» What the task asks:
Determine the number of lines in these entries that hold the word "below". Give the number and nothing more.

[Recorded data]
________________________________________

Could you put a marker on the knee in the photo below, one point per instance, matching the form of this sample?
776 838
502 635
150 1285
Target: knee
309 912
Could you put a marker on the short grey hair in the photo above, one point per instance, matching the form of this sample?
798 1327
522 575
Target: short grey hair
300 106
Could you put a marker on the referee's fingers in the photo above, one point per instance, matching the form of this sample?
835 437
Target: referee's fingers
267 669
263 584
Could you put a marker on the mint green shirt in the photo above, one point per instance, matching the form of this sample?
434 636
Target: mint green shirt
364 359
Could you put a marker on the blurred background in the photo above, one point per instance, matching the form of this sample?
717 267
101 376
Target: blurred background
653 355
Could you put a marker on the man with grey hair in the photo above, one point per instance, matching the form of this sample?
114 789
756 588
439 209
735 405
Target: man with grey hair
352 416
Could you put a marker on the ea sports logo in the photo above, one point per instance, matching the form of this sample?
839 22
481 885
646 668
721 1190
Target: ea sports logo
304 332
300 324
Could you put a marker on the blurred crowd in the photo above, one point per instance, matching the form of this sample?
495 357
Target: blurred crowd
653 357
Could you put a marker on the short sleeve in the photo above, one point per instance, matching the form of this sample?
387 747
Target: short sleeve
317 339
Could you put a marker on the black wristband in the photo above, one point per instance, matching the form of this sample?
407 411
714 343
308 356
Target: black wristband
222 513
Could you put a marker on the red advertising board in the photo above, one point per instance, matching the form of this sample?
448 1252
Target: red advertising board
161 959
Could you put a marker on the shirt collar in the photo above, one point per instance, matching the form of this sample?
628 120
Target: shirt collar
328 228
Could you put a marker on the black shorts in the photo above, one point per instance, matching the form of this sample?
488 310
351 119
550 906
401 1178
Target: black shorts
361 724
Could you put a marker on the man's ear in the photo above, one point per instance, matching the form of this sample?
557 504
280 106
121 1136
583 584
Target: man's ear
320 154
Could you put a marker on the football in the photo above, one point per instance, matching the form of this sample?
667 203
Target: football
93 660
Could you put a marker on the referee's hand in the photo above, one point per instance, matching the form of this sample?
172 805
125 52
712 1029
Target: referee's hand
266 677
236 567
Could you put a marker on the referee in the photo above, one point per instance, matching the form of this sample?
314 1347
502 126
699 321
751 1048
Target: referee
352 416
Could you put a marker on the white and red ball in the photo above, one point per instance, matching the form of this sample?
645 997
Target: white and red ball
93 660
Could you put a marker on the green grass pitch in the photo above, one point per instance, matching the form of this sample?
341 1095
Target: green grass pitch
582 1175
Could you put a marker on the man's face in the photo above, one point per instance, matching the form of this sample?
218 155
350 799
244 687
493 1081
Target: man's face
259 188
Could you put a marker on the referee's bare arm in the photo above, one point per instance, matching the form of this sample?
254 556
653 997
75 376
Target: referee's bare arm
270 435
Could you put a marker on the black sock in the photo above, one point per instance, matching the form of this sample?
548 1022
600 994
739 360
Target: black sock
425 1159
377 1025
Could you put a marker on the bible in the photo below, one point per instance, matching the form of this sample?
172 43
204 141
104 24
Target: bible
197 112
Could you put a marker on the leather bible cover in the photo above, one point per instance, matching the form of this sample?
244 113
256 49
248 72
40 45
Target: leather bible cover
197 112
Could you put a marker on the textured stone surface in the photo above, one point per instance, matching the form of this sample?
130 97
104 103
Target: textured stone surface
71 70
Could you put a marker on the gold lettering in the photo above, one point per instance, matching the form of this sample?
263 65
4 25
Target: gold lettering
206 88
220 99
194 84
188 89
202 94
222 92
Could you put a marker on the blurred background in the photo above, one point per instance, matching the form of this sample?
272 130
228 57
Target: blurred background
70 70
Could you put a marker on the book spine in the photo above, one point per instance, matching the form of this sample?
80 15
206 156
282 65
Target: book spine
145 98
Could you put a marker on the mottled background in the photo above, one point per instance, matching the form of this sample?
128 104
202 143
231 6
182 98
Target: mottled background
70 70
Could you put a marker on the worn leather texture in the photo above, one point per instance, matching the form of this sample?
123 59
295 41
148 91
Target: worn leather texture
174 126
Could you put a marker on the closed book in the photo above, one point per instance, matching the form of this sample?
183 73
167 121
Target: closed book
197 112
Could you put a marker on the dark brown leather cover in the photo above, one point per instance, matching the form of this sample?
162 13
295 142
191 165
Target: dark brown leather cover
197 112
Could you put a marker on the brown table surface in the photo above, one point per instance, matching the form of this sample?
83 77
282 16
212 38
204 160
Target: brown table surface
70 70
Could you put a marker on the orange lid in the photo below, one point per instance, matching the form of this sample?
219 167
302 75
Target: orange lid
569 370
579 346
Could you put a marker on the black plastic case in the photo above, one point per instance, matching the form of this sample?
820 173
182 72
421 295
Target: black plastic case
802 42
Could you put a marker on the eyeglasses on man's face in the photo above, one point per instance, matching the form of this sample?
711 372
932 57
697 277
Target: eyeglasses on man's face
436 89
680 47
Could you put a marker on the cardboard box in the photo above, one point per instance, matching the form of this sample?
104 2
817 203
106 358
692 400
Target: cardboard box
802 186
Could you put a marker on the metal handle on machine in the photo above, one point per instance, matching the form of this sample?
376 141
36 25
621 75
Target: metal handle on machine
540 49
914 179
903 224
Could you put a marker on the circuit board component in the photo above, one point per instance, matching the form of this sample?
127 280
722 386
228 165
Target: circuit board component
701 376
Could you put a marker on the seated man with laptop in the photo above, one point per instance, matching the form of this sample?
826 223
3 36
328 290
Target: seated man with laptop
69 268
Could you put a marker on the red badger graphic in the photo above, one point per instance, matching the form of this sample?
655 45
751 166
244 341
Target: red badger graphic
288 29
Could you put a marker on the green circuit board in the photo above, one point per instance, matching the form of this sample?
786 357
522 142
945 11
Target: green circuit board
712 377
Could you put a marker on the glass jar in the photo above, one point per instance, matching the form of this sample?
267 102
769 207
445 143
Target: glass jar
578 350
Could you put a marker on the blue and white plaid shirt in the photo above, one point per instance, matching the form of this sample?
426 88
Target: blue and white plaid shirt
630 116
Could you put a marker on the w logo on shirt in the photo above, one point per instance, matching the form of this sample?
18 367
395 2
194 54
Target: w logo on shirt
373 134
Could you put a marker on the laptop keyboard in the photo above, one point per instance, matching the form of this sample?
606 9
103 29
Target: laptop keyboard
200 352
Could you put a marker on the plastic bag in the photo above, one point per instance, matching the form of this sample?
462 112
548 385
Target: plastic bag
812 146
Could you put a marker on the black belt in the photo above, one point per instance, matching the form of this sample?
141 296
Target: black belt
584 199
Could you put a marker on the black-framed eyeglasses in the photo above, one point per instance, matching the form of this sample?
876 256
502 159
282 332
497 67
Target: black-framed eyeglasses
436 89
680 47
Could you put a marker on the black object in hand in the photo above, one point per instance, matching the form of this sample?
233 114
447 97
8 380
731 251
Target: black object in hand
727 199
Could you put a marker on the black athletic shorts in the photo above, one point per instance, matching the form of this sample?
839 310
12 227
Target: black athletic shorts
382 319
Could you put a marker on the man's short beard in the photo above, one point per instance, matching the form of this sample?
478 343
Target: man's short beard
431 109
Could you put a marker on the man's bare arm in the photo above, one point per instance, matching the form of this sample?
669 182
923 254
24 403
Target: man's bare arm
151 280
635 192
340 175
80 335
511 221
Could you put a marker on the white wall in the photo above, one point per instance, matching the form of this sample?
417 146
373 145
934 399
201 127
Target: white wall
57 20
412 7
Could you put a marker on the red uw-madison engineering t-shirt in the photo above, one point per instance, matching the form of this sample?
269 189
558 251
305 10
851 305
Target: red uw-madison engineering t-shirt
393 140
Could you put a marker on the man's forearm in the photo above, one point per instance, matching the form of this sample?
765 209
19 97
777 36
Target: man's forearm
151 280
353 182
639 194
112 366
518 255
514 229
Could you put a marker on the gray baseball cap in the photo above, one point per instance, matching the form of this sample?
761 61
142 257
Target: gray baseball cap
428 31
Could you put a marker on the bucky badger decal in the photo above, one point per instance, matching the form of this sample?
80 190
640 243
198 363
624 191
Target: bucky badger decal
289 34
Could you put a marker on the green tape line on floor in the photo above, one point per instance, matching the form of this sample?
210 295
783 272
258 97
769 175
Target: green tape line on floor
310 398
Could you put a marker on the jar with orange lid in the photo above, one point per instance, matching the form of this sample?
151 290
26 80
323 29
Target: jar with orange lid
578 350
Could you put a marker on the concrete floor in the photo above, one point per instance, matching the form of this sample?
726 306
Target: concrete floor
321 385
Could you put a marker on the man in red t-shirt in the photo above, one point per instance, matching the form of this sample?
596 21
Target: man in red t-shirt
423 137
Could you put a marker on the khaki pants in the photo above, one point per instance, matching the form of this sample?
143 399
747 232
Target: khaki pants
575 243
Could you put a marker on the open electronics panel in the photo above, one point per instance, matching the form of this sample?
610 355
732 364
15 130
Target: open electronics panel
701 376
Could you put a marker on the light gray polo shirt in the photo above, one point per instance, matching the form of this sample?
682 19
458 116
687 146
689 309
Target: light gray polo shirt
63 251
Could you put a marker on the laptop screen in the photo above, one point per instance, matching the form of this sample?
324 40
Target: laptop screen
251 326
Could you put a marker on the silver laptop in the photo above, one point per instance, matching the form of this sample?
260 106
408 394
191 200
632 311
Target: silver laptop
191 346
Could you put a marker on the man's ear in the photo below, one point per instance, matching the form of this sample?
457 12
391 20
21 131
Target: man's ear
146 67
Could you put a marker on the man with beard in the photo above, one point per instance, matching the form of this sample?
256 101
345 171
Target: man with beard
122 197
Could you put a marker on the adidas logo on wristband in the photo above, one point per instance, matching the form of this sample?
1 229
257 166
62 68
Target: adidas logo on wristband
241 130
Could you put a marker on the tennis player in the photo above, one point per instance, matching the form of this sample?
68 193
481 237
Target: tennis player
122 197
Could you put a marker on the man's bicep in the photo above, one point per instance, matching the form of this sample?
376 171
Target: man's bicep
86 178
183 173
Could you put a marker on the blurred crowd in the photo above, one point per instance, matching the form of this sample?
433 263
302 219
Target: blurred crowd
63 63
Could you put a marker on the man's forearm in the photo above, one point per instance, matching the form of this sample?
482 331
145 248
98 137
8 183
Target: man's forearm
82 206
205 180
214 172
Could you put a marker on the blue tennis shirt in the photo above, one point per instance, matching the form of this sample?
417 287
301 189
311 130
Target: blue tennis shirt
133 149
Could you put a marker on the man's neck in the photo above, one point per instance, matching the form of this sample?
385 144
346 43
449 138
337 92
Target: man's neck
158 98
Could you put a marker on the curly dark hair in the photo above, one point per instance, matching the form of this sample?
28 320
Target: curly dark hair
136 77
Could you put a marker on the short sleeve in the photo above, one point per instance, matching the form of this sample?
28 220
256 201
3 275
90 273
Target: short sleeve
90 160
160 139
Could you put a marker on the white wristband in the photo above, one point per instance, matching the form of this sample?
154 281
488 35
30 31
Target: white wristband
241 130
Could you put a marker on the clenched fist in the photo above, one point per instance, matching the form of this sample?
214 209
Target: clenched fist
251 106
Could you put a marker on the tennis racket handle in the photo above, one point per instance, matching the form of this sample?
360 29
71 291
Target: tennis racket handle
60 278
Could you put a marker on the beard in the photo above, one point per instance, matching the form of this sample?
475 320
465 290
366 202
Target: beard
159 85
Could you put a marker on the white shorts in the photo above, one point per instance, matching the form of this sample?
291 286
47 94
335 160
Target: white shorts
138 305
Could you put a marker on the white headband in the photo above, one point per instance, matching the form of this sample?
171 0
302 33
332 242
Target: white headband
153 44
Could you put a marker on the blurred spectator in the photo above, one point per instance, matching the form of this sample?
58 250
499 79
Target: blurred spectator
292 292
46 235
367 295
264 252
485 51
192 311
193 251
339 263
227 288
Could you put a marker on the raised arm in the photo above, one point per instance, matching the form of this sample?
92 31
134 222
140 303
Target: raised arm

________________________________________

» Answer area:
4